As três narrativas têm em comum o embate com a morte, um dos casos emblemáticos de situações-limite. Em Teatro, este confronto se dá através do risco iminente de o narrador morrer, a dúvida sobre a sobrevivência de um personagem, Ana C., e a abjeção do país para onde o narrador Daniel I1 foge, descrito como uma lata de lixo, um cemitério (Carvalho, 2006, p.16). Além disso, para narrar sua história, Daniel I primeiramente forja sua morte, abandonando, assim, os traços de sua vida como cidadão do “país das maravilhas”, para onde seus pais migraram e onde nasceu. Em Rútilo nada, é o suicídio do amante de Lucius, protagonista, e o consequente esvaziamento e negatividade do narrador no processo de luto e rememoração que colocam a morte em cena. Já em Acenos e afagos, é o próprio narrador protagonista que, em determinado momento do texto, não sabe mais se está morto ou vivo.

A intensidade de situações-limite nas narrativas leva à suspensão de categorias habitualmente usadas para descrição e caracterização de personagens – como gênero, nome, profissão, entre outros – incidindo em profundo abalo de identidade e sugerindo, mais que nunca, que ela é sempre processual, em movimento: imperiosamente transitória. Os narradores de Carvalho, Hilst e Noll, assim, parecem incorporar a margem como elemento paradoxalmente estruturante: é no intervalo que apenas contingentemente se deixam definir, por aquilo que quase são,por aquilo que talvez sejam, que poderiam ser. Ou seja, a ambiguidade deixa de ser um substrato da interpretação para se tornar condição de leitura, ponto de partida.

Rútilo nada é exemplar para compreender a questão da identidade como dinâmica, ou seja, impermanente. Em meio a suas rememorações, Lucius afirma: “Vejo-o [Lucas] de costas agora, é sólido, crível, nada de angélico ou inefável, e um novo ou talvez um antigo e insuspeitado Lucius irrompe, dois escuros e contraditórios, aguçados e leves, violentos e sórdidos (Hilst, 2003, p.88).

As oposições entre um “antigo Lucius” e uma “tentativa de criar-se novo” são constantes ao longo da novela e indicam o desmoronamento das crenças relativas à própria identidade de Lucius, desconstrução que tem início a partir de sua descoberta como homem homossexual. O ápice do choque de subjetividade do protagonista se dá com a morte de Lucas.

════════════════════

REQUISITOS DAS TAREFAS.
• a. No trecho sobre as três narrativas, como é descrito, em Teatro, o país para onde Daniel I foge?
• b. Por favor, escreva a continuação do trecho sobre as três narrativas a partir do ponto em que ele termina.

MATERIAL FORNECIDO.

════════════════════

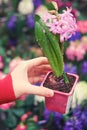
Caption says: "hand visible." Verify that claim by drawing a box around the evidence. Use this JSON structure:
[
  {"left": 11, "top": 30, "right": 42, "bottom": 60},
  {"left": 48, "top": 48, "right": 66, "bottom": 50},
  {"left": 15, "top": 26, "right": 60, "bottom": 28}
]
[{"left": 11, "top": 57, "right": 54, "bottom": 98}]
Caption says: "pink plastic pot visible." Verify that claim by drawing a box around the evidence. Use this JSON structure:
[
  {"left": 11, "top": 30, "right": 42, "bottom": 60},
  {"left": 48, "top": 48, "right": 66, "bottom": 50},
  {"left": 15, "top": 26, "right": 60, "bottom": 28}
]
[{"left": 42, "top": 72, "right": 79, "bottom": 114}]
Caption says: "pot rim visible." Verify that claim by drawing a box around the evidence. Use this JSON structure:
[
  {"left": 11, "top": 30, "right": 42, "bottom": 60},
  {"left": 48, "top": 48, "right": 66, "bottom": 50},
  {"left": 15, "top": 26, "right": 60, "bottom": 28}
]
[{"left": 41, "top": 71, "right": 79, "bottom": 96}]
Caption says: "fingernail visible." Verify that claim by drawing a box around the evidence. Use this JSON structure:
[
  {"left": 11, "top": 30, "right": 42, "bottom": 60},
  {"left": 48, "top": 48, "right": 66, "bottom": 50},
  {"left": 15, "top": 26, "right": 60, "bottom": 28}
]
[{"left": 46, "top": 90, "right": 54, "bottom": 97}]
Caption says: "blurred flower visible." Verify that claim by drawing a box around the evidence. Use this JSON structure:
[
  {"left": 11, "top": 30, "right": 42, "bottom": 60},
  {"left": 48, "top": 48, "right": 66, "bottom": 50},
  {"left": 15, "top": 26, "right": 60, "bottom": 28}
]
[
  {"left": 33, "top": 115, "right": 38, "bottom": 123},
  {"left": 77, "top": 20, "right": 87, "bottom": 33},
  {"left": 7, "top": 15, "right": 17, "bottom": 31},
  {"left": 0, "top": 62, "right": 4, "bottom": 69},
  {"left": 8, "top": 37, "right": 18, "bottom": 46},
  {"left": 16, "top": 123, "right": 27, "bottom": 130},
  {"left": 21, "top": 112, "right": 32, "bottom": 121},
  {"left": 64, "top": 63, "right": 77, "bottom": 74},
  {"left": 27, "top": 14, "right": 34, "bottom": 29},
  {"left": 43, "top": 8, "right": 77, "bottom": 42},
  {"left": 81, "top": 61, "right": 87, "bottom": 74},
  {"left": 9, "top": 57, "right": 23, "bottom": 72},
  {"left": 33, "top": 0, "right": 42, "bottom": 9},
  {"left": 35, "top": 5, "right": 47, "bottom": 17},
  {"left": 69, "top": 32, "right": 81, "bottom": 41},
  {"left": 66, "top": 41, "right": 86, "bottom": 61},
  {"left": 18, "top": 0, "right": 34, "bottom": 15}
]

════════════════════

CONJUNTO DE RESPOSTAS.
• a. Como uma lata de lixo, um cemitério.

• b.
Além de colocar em xeque crenças acerca de sua própria identidade, Lucius também assimila traços de Lucas, o personagem morto. A intensidade da relação afetiva entre Lucius e Lucas implica numa confluência de elementos dos dois personagens diretamente no narrador, confundindo os limites entre ele e seu amante. “Te seguindo [a Lucas] sigo apenas a mim mesmo” e “eras o meu eu” (Hilst, 2003, pp.95-96) são frases que explicitam a profundidade dos laços estabelecidos entre os dois personagens, configurando uma espécie de rendição da individualidade de Lucius em favor do personagem Lucas. “Eu não sou o que sou” (Hilst, 2003, p.93), por sua vez, sinaliza um movimento dissociativo na percepção identitária de Lucius, além de reforçar a negatividade que é constante no texto.

A alternância entre o uso de pronomes ou índices de primeira e terceira pessoas verificada no discurso autorreferente de Lucius é igualmente desagregadora, bem como o uso de imagens de animais para descrever a si mesmo, como se nota nos trechos seguintes: “(...) e eu Lucius Kod neste agora me sei mais uma esquálida cadela”, à página 86, e, mais adiante,

Cães de gelo. Ou lobos de olhar formoso inundados de cio. Ou um só lobo, Lucius Kod, preso numa armadilha jamais pensada, que oco de si mesmo tentou criar-se novo? Cansado de sua própria escuridão ten- tou verter humores, refazer-se em lagos, em luz (...). (Hilst, 2003, p.91)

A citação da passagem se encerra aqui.